_Énoncé de la tâche_
Réécrivez le passage de l'extrait sur la prostitution de rue à Paris, de "A Château-Rouge ou" à "sont aujourd'hui étrangères.", en substituant "Jean-Philippe Lenormand" à "M. Lenormand".

_Extrait du document_
------

Il est 20 heures, en cette soirée de mars, et les premières prostituées sont déjà  installées boulevard Ney, dans le 18e arrondissement de Paris. Ici comme ailleurs, la prostitution de rue s'est tellement développée ces derniers mois que les élus socialistes et radicaux de gauche ont formulé un voeu, en décembre 2010, au Conseil de Paris : ils demandent aux autorités préfectorales et judiciaires de renforcer les politiques d'accompagnement destinées aux prostituées et de durcir les actions quotidiennes contre _"le proxénétisme et l'exhibition sexuelle qu'il génère sur la voie publique"._

Dans le 18e arrondissement, les boulevards des maréchaux sont investis par des réseaux venus d'Europe de l'Est. _"Ces systèmes très organisés peuvent compter une cinquantaine de filles,_ précise Jean-Philippe Lenormand, adjoint au chef de la brigade de répression du proxénétisme de Paris. _On trouve à  leur tête une ou deux personnes qui font des allers-retours réguliers dans les Balkans, mais il ya aussi des passeurs pour franchir les frontières, des "taxis" pour amener les filles sur le trottoir et des gros bras pour surveiller les lieux. Dans ces réseaux, il y a beaucoup de violences, de contraintes, de menaces sur les prostituées et leurs familles restées au pays."_

A Château-Rouge ou à  Barbès (18e arrondissement) ainsi qu'autour de la rue Saint-Denis (2e arrondissement), les prostituées arrivées ces dernières années viennent plutôt d'Afrique anglophone - Ghana, Nigeria, Sierra Leone. _"Là , il s'agit de réseaux plus petits,_ poursuit M. Lenormand. _Chaque "Mama" - une ancienne prostituée - contrôle quatre ou cinq filles, tient le territoire, met des lieux à  disposition et récupère la quasi-totalité des gains."_ Selon M. Lenormand, la région parisienne - le bois de Vincennes, le bois de Boulogne, la rue Saint-Denis et le 18e arrondissement - compterait de 600 à  800 prostituées de voie publique dont 80 % sont aujourd'hui étrangères.

------

_Enregistrements fournis_
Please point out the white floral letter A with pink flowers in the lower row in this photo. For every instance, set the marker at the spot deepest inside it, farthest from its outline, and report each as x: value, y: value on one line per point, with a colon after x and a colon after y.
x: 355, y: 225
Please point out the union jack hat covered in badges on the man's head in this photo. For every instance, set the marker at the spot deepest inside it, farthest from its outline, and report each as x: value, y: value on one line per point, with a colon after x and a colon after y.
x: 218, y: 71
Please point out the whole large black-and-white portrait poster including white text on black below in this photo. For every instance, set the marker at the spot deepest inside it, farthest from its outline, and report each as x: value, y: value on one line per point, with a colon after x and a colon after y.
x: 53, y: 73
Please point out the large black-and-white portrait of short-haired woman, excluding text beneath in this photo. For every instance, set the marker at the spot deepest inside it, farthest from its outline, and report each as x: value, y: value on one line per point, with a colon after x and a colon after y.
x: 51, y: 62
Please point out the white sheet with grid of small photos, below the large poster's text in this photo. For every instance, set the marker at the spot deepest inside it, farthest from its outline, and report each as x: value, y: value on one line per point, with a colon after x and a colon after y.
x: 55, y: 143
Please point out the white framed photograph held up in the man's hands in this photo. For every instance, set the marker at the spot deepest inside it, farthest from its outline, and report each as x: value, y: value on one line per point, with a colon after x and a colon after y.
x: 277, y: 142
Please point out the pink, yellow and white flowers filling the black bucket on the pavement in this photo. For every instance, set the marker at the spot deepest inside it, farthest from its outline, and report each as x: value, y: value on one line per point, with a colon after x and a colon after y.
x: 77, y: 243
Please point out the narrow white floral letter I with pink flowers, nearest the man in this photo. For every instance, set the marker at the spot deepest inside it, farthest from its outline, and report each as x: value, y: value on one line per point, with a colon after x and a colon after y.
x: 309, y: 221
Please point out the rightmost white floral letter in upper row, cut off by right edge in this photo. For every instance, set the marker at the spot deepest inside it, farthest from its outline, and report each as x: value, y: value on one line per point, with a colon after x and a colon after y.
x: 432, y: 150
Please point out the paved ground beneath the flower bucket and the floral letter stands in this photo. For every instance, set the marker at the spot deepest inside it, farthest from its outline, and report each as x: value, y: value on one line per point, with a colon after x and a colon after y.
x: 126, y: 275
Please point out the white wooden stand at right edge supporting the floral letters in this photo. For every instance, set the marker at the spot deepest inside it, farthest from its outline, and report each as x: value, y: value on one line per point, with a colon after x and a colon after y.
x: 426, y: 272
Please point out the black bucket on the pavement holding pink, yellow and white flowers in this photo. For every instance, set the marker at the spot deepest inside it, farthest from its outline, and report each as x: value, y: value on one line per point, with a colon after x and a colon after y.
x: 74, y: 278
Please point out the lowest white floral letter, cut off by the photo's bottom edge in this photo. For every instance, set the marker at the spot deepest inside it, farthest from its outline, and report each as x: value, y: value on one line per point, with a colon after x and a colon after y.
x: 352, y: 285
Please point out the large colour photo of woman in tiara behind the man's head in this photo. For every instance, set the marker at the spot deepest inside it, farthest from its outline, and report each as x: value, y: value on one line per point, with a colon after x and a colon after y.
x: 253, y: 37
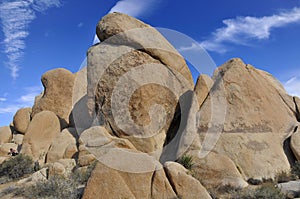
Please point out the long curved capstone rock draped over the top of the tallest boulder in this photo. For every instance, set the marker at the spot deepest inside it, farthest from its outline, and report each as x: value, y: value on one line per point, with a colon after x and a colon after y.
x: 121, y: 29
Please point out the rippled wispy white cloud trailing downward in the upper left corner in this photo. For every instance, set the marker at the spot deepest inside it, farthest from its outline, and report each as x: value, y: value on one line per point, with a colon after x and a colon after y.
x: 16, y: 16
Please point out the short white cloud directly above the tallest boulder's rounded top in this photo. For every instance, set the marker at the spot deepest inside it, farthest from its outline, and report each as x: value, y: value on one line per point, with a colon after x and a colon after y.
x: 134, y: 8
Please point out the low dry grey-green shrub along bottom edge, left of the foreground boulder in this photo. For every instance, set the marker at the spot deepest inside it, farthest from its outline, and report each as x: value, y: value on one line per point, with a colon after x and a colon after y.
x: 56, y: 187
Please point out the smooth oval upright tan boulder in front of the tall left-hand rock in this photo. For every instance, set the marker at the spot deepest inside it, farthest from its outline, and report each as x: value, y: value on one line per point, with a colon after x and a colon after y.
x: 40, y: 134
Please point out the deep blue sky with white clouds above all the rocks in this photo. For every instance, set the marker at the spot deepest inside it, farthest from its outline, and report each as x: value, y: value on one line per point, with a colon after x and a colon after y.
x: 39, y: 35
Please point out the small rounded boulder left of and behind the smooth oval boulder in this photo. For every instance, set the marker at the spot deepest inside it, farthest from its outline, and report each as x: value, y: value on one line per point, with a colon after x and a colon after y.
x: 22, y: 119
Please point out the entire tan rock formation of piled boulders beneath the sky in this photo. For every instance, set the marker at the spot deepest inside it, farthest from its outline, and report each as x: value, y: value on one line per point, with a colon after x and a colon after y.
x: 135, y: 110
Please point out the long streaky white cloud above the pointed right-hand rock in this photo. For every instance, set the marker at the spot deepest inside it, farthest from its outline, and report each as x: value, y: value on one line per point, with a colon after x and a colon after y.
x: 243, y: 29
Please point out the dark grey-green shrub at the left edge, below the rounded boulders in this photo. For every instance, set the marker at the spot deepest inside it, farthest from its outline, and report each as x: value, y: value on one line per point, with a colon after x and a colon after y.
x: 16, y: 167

------

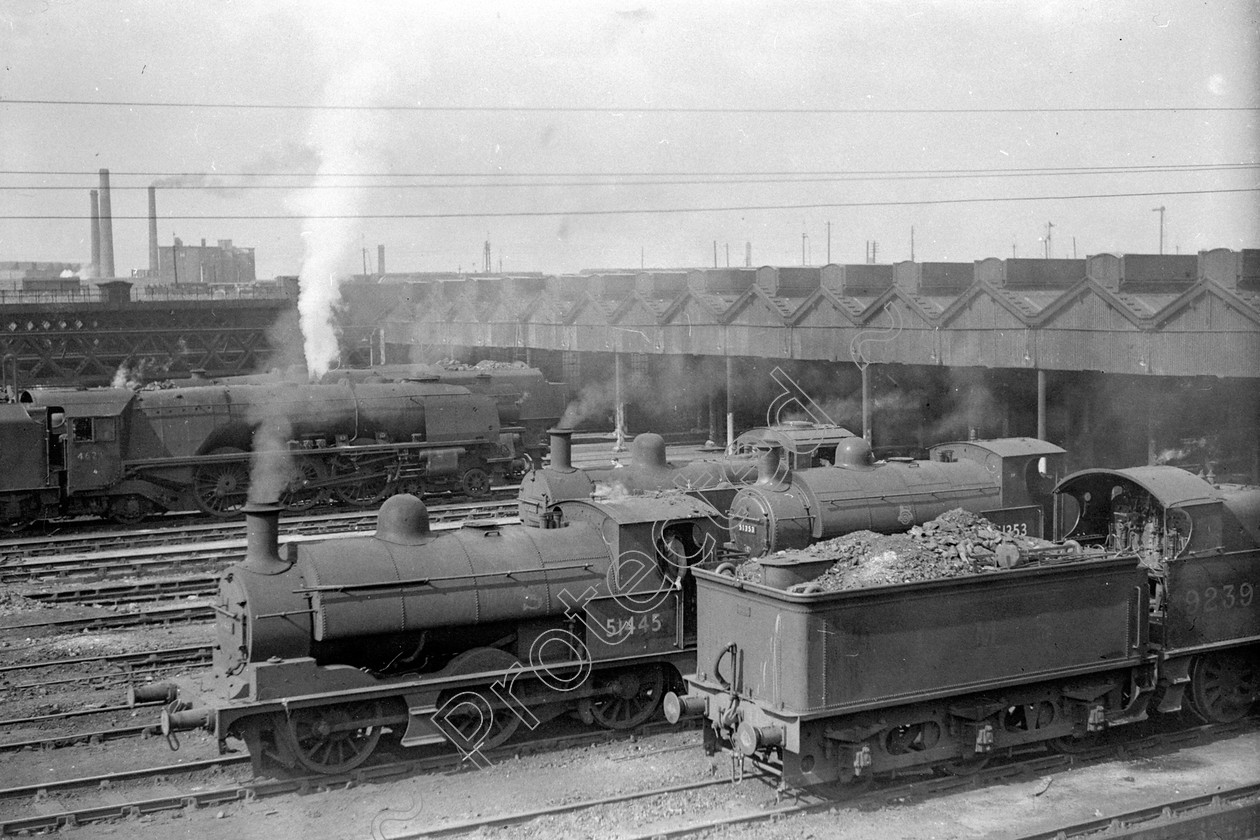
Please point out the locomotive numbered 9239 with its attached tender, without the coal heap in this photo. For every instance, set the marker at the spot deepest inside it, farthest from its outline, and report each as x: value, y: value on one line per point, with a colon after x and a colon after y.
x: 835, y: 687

------

_Corrigé_
A Château-Rouge ou à  Barbès (18e arrondissement) ainsi qu'autour de la rue Saint-Denis (2e arrondissement), les prostituées arrivées ces dernières années viennent plutôt d'Afrique anglophone - Ghana, Nigeria, Sierra Leone. _"Là , il s'agit de réseaux plus petits,_ poursuit Jean-Philippe Lenormand. _Chaque "Mama" - une ancienne prostituée - contrôle quatre ou cinq filles, tient le territoire, met des lieux à  disposition et récupère la quasi-totalité des gains."_ Selon Jean-Philippe Lenormand, la région parisienne - le bois de Vincennes, le bois de Boulogne, la rue Saint-Denis et le 18e arrondissement - compterait de 600 à  800 prostituées de voie publique dont 80 % sont aujourd'hui étrangères.